▶ [REQUIREMENT]: Produce a verbatim transcription of the records below, beginning at the line containing "For every instance of the painted" and ending at the final line; include only those lines.

[Point annotation records]
........

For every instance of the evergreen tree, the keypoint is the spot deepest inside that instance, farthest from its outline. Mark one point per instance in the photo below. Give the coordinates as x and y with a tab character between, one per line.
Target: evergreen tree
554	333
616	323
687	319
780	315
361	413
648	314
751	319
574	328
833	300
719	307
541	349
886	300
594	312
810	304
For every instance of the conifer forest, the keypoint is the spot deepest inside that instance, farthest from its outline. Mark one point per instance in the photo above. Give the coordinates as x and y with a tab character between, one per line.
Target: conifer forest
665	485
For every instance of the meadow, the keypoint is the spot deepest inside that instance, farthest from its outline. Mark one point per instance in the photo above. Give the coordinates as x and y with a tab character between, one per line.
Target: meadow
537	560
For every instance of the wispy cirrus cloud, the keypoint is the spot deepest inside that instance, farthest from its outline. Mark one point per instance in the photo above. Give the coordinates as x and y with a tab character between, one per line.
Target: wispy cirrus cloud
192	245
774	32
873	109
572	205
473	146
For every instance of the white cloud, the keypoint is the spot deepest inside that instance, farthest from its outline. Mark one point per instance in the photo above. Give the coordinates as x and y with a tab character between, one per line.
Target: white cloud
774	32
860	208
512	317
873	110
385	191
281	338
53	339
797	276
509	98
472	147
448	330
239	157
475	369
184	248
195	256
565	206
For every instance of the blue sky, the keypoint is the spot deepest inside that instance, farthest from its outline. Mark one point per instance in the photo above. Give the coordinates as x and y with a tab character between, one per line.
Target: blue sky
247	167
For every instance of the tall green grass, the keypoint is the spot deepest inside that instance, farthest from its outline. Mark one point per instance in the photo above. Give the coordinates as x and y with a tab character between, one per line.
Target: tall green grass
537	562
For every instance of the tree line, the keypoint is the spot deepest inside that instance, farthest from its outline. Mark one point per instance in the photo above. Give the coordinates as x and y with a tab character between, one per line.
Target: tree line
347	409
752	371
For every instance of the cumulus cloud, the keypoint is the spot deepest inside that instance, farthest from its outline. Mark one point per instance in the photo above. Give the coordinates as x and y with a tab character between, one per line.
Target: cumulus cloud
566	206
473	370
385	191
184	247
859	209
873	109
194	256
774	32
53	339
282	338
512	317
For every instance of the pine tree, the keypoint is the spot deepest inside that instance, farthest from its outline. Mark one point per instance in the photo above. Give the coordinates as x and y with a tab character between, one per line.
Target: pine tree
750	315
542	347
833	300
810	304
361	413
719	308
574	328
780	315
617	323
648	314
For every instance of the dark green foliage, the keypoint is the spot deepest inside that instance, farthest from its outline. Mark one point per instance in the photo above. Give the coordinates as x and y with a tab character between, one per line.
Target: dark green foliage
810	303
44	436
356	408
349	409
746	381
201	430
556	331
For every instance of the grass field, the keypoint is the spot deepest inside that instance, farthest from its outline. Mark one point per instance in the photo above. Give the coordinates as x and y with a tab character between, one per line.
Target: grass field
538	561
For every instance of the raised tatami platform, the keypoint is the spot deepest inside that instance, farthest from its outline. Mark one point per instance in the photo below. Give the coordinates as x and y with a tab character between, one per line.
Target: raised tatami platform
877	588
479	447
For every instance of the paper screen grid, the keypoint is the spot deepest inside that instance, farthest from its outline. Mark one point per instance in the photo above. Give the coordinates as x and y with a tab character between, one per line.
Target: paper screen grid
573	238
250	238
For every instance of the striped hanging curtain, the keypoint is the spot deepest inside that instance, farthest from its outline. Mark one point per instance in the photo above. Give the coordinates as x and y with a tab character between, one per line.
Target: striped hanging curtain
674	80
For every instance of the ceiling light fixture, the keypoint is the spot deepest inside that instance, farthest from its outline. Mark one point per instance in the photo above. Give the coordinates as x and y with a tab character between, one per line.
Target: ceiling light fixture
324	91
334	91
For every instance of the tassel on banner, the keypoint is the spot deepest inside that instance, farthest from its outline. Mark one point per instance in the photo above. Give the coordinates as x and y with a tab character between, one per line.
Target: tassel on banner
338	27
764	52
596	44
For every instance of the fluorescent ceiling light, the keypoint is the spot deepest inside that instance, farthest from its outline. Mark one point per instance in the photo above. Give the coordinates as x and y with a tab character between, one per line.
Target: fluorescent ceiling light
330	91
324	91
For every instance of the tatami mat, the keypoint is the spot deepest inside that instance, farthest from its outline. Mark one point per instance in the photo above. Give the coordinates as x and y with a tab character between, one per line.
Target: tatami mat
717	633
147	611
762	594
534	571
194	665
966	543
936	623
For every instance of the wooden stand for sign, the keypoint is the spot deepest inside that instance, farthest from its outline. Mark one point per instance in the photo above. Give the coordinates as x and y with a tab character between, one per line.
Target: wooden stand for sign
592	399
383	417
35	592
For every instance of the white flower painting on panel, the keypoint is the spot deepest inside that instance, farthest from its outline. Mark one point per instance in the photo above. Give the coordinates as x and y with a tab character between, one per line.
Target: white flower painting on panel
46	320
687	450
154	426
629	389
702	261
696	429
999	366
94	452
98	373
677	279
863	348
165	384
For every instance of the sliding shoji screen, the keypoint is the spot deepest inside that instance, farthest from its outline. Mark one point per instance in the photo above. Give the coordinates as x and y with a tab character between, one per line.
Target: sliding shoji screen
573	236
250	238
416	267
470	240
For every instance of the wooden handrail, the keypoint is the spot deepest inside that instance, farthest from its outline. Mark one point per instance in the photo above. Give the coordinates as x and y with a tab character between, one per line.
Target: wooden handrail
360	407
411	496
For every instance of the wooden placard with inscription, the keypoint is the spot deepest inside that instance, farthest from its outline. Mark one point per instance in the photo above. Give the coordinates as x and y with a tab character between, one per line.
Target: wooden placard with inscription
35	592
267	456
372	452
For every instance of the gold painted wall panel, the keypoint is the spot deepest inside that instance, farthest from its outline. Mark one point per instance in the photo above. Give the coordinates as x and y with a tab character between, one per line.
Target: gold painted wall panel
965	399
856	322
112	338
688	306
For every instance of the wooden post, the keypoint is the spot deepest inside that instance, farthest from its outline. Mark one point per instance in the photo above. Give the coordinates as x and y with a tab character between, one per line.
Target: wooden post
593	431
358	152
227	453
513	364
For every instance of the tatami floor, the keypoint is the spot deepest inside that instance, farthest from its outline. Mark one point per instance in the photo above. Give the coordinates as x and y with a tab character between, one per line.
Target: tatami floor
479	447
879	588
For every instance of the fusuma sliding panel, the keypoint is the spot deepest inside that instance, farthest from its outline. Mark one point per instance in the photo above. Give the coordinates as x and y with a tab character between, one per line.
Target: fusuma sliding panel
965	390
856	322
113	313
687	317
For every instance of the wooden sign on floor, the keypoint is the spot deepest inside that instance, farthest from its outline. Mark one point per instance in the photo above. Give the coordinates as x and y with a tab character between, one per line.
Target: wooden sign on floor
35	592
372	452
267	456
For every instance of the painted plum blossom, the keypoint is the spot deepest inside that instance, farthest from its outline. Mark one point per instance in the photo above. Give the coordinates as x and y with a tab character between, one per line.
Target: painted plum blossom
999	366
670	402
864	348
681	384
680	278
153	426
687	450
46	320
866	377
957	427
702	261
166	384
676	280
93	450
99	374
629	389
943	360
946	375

........

▶ [SOLUTION FOR THIS TASK]:
For every instance of the painted plum blossom, the keypoint is the spot deepest inside that instance, farthest from its outline. Mark one point per instance in the photo above. Give the coordinates as x and y with a tab character between, one per line.
Target: painted plum blossom
999	366
670	402
864	348
681	384
680	278
153	426
687	450
46	320
866	377
957	427
702	261
166	384
676	280
93	450
99	374
629	389
943	360
946	375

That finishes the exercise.